>> Start Given records
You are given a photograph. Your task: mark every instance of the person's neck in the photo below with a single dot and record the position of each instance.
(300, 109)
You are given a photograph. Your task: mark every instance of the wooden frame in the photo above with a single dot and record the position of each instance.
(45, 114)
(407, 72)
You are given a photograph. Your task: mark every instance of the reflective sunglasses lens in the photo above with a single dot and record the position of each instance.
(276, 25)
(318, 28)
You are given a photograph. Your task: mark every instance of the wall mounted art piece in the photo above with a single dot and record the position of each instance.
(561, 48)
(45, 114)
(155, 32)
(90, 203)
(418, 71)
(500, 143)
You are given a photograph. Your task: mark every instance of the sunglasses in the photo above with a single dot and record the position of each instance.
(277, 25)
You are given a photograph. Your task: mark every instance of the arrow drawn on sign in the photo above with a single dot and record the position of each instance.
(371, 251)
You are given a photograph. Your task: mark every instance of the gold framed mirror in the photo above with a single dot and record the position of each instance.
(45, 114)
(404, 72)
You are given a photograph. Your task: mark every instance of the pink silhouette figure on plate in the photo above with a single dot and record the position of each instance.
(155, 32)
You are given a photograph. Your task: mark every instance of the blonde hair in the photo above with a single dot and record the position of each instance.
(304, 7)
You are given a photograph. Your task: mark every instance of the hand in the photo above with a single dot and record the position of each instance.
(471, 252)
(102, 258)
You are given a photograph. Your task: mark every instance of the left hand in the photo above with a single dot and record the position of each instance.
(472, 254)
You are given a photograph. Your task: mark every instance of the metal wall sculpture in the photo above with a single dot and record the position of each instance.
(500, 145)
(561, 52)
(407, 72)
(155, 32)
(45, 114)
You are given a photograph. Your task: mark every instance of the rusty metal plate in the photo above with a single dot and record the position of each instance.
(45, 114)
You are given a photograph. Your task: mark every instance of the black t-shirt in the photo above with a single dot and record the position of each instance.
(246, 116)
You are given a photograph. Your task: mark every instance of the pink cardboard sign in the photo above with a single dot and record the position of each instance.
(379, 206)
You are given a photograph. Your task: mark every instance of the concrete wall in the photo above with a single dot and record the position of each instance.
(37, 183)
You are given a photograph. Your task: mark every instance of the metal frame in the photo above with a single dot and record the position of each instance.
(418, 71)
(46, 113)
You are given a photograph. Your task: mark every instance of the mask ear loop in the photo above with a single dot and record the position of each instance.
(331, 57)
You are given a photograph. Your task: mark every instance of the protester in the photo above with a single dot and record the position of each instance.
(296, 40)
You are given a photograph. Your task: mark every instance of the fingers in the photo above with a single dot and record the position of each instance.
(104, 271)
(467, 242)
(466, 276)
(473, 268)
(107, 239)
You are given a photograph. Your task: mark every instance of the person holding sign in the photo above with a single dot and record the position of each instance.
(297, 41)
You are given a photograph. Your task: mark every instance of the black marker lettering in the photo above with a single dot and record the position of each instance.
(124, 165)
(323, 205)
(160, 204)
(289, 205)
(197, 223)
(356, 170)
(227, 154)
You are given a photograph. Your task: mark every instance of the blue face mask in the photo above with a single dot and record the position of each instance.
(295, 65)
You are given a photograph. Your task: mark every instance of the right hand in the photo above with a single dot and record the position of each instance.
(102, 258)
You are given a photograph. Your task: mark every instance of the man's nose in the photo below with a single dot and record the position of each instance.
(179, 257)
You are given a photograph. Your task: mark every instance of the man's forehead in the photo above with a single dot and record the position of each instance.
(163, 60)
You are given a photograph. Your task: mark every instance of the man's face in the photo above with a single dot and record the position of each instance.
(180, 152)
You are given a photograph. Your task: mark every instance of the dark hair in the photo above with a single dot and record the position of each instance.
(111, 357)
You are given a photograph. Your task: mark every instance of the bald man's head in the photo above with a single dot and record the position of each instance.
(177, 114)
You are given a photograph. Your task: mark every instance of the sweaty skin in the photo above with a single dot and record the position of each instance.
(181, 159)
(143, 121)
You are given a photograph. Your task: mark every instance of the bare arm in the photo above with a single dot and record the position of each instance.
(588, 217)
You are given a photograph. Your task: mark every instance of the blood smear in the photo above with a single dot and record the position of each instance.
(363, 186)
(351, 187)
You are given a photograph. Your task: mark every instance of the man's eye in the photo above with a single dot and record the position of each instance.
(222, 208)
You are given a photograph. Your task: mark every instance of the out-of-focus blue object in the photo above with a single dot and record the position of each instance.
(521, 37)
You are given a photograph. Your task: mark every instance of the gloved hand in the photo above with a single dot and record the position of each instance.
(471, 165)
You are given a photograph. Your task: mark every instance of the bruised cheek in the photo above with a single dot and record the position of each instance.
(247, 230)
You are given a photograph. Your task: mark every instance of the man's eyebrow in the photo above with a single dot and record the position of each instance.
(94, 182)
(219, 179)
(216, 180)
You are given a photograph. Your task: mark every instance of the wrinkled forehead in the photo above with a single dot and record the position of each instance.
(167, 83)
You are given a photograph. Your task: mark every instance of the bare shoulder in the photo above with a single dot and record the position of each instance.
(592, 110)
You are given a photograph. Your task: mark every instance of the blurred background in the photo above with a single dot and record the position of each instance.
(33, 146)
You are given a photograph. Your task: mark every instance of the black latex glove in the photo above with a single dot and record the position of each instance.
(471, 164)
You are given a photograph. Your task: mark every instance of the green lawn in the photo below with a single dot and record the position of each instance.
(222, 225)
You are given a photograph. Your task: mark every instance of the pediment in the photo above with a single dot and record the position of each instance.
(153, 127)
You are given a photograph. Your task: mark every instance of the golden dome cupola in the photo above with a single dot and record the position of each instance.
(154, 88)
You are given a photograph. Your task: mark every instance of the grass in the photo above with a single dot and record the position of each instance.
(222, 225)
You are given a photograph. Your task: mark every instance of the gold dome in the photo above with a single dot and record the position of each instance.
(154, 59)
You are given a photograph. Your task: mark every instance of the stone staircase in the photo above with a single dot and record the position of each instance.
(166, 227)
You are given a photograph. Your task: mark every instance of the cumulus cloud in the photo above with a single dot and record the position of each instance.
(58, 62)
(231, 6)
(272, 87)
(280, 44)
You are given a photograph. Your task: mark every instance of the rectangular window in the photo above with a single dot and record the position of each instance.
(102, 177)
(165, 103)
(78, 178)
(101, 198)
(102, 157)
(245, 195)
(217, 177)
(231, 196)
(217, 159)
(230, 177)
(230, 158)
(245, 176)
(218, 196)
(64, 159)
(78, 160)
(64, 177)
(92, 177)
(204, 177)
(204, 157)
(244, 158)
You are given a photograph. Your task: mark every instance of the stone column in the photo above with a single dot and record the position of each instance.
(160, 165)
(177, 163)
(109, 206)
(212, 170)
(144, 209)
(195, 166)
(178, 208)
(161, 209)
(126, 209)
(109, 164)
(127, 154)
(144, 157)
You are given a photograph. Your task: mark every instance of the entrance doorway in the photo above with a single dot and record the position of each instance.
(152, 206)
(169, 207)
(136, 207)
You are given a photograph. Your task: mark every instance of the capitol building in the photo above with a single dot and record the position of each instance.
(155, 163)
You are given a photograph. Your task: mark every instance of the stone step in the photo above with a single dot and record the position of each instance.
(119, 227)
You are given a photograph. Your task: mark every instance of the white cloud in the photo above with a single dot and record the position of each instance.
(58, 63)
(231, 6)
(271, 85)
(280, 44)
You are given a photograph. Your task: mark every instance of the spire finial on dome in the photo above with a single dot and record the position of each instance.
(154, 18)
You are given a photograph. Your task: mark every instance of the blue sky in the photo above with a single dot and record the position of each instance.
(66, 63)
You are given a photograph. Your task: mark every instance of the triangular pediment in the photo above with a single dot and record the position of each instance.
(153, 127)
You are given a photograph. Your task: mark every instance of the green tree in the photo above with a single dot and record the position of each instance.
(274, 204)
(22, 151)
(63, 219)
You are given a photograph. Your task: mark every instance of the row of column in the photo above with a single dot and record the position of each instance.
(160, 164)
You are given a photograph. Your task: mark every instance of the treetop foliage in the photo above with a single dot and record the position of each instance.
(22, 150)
>> End Given records
▶ **Given request**
Give back the lines above exactly, from the one with "of the spire" through the last line.

▶ **Output for this task**
You are given a photograph. Your task: mark every instance of the spire finial on dome in the photo above with a single dot and record the position of each instance.
(154, 18)
You are given a photograph. Your task: mark every instance of the blue sky in the photo above with a single dot and record the position of each instance.
(66, 63)
You are given a photograph. Your task: mark every instance of the triangular pediment in the photo above with a single dot and record the position of each instance.
(153, 127)
You are given a photograph. Your task: mark every instance of the green tree in the photo above with a single dot and record the position of each instance.
(274, 204)
(22, 151)
(63, 219)
You are given a photograph. Your task: mark every instance of the row of column in the photo above with a single dot and record the position of each instance.
(160, 164)
You are given a photograph. Your task: mark every instance of the treetop foliage in the photo above with a single dot and record the position of each instance.
(22, 150)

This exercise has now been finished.